## Written exercise:
Please copy each of the records below line for line, keeping every character unchanged.

## Dataset excerpts:
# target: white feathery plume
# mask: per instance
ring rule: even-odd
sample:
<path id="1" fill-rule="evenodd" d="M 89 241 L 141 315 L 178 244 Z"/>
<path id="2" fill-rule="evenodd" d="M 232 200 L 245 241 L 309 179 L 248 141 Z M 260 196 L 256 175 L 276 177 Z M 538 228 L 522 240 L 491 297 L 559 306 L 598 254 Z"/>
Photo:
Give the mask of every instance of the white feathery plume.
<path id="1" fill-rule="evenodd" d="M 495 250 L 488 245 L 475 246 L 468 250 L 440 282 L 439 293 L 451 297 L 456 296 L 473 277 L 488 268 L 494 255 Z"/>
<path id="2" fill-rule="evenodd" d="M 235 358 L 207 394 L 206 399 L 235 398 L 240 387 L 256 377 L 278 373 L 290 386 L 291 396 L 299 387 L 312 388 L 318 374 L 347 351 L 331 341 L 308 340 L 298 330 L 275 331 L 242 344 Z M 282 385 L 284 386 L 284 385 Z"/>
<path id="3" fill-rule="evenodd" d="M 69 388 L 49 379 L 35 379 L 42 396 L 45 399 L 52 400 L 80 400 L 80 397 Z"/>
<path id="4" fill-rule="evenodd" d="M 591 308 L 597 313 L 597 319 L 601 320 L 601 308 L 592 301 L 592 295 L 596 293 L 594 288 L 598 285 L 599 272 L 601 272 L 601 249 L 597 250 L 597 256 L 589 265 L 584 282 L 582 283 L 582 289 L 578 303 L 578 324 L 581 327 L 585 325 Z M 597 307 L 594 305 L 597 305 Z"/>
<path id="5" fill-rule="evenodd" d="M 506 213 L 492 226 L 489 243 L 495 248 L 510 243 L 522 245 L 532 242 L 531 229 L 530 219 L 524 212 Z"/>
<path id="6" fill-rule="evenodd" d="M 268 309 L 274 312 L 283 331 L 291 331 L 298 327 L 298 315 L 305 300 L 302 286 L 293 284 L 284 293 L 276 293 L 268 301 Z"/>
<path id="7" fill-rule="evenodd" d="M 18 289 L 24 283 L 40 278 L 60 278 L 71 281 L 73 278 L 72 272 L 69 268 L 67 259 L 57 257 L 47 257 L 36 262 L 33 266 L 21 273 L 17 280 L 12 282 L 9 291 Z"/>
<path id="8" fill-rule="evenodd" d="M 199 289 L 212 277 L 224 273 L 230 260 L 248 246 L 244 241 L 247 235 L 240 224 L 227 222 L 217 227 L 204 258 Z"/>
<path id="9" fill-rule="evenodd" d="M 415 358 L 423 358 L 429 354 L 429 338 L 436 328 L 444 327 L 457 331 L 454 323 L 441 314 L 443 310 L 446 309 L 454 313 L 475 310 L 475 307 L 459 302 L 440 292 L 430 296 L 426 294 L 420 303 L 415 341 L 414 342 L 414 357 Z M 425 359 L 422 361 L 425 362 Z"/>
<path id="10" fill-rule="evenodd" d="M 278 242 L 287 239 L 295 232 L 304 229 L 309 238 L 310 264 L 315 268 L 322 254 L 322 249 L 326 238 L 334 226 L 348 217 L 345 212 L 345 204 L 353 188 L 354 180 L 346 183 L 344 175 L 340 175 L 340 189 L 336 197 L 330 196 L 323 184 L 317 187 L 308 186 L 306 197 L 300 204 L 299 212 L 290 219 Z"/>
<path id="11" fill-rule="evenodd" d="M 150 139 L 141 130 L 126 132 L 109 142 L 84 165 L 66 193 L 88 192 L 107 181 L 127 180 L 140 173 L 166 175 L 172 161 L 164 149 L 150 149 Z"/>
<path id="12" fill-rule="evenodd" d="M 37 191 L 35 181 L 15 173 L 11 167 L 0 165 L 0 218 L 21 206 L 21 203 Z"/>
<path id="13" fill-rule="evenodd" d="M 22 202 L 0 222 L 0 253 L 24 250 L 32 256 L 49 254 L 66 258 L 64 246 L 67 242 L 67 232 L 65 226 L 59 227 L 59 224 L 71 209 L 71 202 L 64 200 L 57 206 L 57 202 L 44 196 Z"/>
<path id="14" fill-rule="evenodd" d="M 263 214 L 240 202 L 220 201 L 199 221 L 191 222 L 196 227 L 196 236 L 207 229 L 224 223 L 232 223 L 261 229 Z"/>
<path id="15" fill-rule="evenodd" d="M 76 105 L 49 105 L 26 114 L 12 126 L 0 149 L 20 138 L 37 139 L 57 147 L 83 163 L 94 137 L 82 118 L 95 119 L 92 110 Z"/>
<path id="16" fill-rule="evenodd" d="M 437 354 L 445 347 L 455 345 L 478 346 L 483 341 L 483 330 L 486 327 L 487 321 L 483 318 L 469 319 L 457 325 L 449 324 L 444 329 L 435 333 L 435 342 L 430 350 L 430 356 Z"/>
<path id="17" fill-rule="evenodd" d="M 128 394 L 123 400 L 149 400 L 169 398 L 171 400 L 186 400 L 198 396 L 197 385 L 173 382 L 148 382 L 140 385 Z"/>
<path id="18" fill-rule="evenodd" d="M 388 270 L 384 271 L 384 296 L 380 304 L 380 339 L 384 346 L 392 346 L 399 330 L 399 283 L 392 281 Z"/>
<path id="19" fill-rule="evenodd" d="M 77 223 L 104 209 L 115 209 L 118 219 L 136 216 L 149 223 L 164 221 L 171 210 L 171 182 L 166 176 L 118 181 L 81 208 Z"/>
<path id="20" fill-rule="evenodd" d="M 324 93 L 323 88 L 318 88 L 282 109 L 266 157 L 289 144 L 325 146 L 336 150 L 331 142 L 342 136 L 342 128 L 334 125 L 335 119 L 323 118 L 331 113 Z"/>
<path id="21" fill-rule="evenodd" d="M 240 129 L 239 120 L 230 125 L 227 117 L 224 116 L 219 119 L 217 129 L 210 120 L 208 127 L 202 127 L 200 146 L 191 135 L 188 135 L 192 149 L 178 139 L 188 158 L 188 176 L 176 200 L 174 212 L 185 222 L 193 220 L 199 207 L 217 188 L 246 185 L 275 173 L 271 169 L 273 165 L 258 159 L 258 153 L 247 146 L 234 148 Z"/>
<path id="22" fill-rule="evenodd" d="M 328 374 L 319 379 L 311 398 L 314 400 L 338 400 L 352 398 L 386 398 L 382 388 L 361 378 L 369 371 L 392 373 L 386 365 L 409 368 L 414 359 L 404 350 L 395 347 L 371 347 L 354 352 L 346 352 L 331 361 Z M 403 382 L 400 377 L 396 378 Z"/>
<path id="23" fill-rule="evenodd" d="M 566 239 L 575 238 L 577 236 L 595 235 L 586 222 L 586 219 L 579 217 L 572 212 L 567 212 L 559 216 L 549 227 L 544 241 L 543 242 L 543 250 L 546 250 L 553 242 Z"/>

## Correct output:
# target: white feathery plume
# mask: per instance
ring rule: even-odd
sample:
<path id="1" fill-rule="evenodd" d="M 89 241 L 141 315 L 178 244 Z"/>
<path id="2" fill-rule="evenodd" d="M 232 200 L 245 241 L 309 179 L 248 141 Z M 260 196 L 256 175 L 276 177 Z M 538 228 L 522 240 L 491 297 L 559 306 L 598 254 Z"/>
Photo:
Give the mask of every instance of the white feathery plume.
<path id="1" fill-rule="evenodd" d="M 495 250 L 488 245 L 475 246 L 468 250 L 440 282 L 439 293 L 451 297 L 456 296 L 473 277 L 488 268 L 494 255 Z"/>
<path id="2" fill-rule="evenodd" d="M 235 358 L 207 394 L 206 399 L 235 398 L 240 387 L 256 377 L 278 373 L 290 386 L 291 396 L 299 387 L 312 388 L 318 374 L 347 351 L 331 341 L 308 340 L 298 330 L 275 331 L 242 344 Z M 282 385 L 284 386 L 284 385 Z"/>
<path id="3" fill-rule="evenodd" d="M 69 388 L 49 379 L 35 379 L 42 396 L 45 399 L 52 400 L 80 400 L 80 397 Z"/>
<path id="4" fill-rule="evenodd" d="M 591 308 L 597 313 L 597 319 L 601 320 L 601 308 L 592 301 L 592 295 L 596 293 L 594 288 L 598 285 L 599 272 L 601 272 L 601 249 L 597 250 L 597 256 L 589 265 L 584 282 L 582 283 L 582 289 L 578 303 L 578 324 L 581 327 L 585 325 Z M 597 307 L 594 305 L 597 305 Z"/>
<path id="5" fill-rule="evenodd" d="M 506 213 L 492 226 L 489 243 L 495 248 L 510 243 L 522 245 L 532 242 L 531 229 L 530 219 L 524 212 Z"/>
<path id="6" fill-rule="evenodd" d="M 268 309 L 274 312 L 283 331 L 291 331 L 298 327 L 298 315 L 305 300 L 302 286 L 293 284 L 284 293 L 276 293 L 268 301 Z"/>
<path id="7" fill-rule="evenodd" d="M 18 289 L 24 283 L 40 278 L 60 278 L 71 281 L 73 278 L 72 272 L 69 268 L 67 259 L 57 257 L 47 257 L 36 262 L 33 266 L 21 273 L 17 280 L 12 282 L 9 291 Z"/>
<path id="8" fill-rule="evenodd" d="M 199 289 L 212 277 L 224 273 L 230 260 L 248 246 L 244 241 L 247 235 L 240 224 L 227 222 L 217 227 L 204 258 Z"/>
<path id="9" fill-rule="evenodd" d="M 415 358 L 423 358 L 429 354 L 429 338 L 436 328 L 444 327 L 457 331 L 454 323 L 441 314 L 443 310 L 446 309 L 454 313 L 475 310 L 475 307 L 459 302 L 440 292 L 430 296 L 426 294 L 420 303 L 415 341 L 414 342 L 414 357 Z M 425 359 L 422 361 L 425 362 Z"/>
<path id="10" fill-rule="evenodd" d="M 278 242 L 287 239 L 295 232 L 304 229 L 309 238 L 310 264 L 315 268 L 322 254 L 322 249 L 326 238 L 334 226 L 348 217 L 345 212 L 345 204 L 353 188 L 354 180 L 346 183 L 344 175 L 340 175 L 340 189 L 336 197 L 330 196 L 323 184 L 317 187 L 308 186 L 306 197 L 300 204 L 299 212 L 290 219 Z"/>
<path id="11" fill-rule="evenodd" d="M 150 139 L 141 130 L 126 132 L 109 142 L 84 165 L 66 193 L 88 192 L 107 181 L 127 180 L 140 173 L 166 175 L 172 161 L 164 149 L 150 149 Z"/>
<path id="12" fill-rule="evenodd" d="M 37 191 L 35 181 L 15 173 L 11 167 L 0 165 L 0 218 L 21 206 L 21 203 Z"/>
<path id="13" fill-rule="evenodd" d="M 22 202 L 0 222 L 0 253 L 24 250 L 32 256 L 49 254 L 66 258 L 64 246 L 67 242 L 67 232 L 65 226 L 59 227 L 59 224 L 71 209 L 71 202 L 64 200 L 57 206 L 57 202 L 44 196 Z"/>
<path id="14" fill-rule="evenodd" d="M 263 214 L 240 202 L 220 201 L 199 221 L 191 222 L 196 227 L 196 236 L 207 229 L 224 223 L 232 223 L 261 229 Z"/>
<path id="15" fill-rule="evenodd" d="M 76 105 L 49 105 L 26 114 L 12 126 L 0 149 L 20 138 L 37 139 L 57 147 L 83 163 L 94 137 L 82 118 L 95 119 L 92 110 Z"/>
<path id="16" fill-rule="evenodd" d="M 437 354 L 445 347 L 455 345 L 478 346 L 483 341 L 483 330 L 486 327 L 487 321 L 483 318 L 469 319 L 457 325 L 449 324 L 444 329 L 435 333 L 435 342 L 430 350 L 430 356 Z"/>
<path id="17" fill-rule="evenodd" d="M 128 394 L 123 400 L 149 400 L 169 398 L 171 400 L 186 400 L 198 396 L 197 385 L 173 382 L 148 382 L 140 385 Z"/>
<path id="18" fill-rule="evenodd" d="M 388 270 L 384 271 L 384 296 L 380 304 L 380 339 L 384 346 L 392 346 L 399 330 L 399 283 L 392 281 Z"/>
<path id="19" fill-rule="evenodd" d="M 77 223 L 104 209 L 115 209 L 118 219 L 136 216 L 149 223 L 164 221 L 171 210 L 171 182 L 166 176 L 118 181 L 81 208 Z"/>
<path id="20" fill-rule="evenodd" d="M 324 93 L 323 88 L 318 88 L 282 109 L 266 157 L 289 144 L 325 146 L 336 150 L 331 142 L 342 136 L 342 128 L 334 125 L 335 119 L 323 118 L 331 113 Z"/>
<path id="21" fill-rule="evenodd" d="M 240 129 L 239 120 L 230 125 L 227 117 L 224 116 L 219 119 L 217 129 L 210 120 L 208 127 L 202 127 L 200 146 L 191 135 L 188 135 L 192 149 L 178 139 L 188 158 L 188 176 L 176 200 L 174 212 L 185 222 L 193 220 L 199 207 L 217 188 L 246 185 L 275 173 L 271 169 L 273 165 L 258 159 L 258 153 L 247 146 L 234 148 Z"/>
<path id="22" fill-rule="evenodd" d="M 328 374 L 319 379 L 311 398 L 314 400 L 338 400 L 352 398 L 386 398 L 382 388 L 361 378 L 369 371 L 392 373 L 386 365 L 409 368 L 414 359 L 404 350 L 395 347 L 371 347 L 354 352 L 346 352 L 331 361 Z M 403 382 L 400 377 L 396 378 Z"/>
<path id="23" fill-rule="evenodd" d="M 566 239 L 575 238 L 577 236 L 595 235 L 586 222 L 586 219 L 579 217 L 572 212 L 567 212 L 559 216 L 549 227 L 544 241 L 543 242 L 543 250 L 546 250 L 553 242 Z"/>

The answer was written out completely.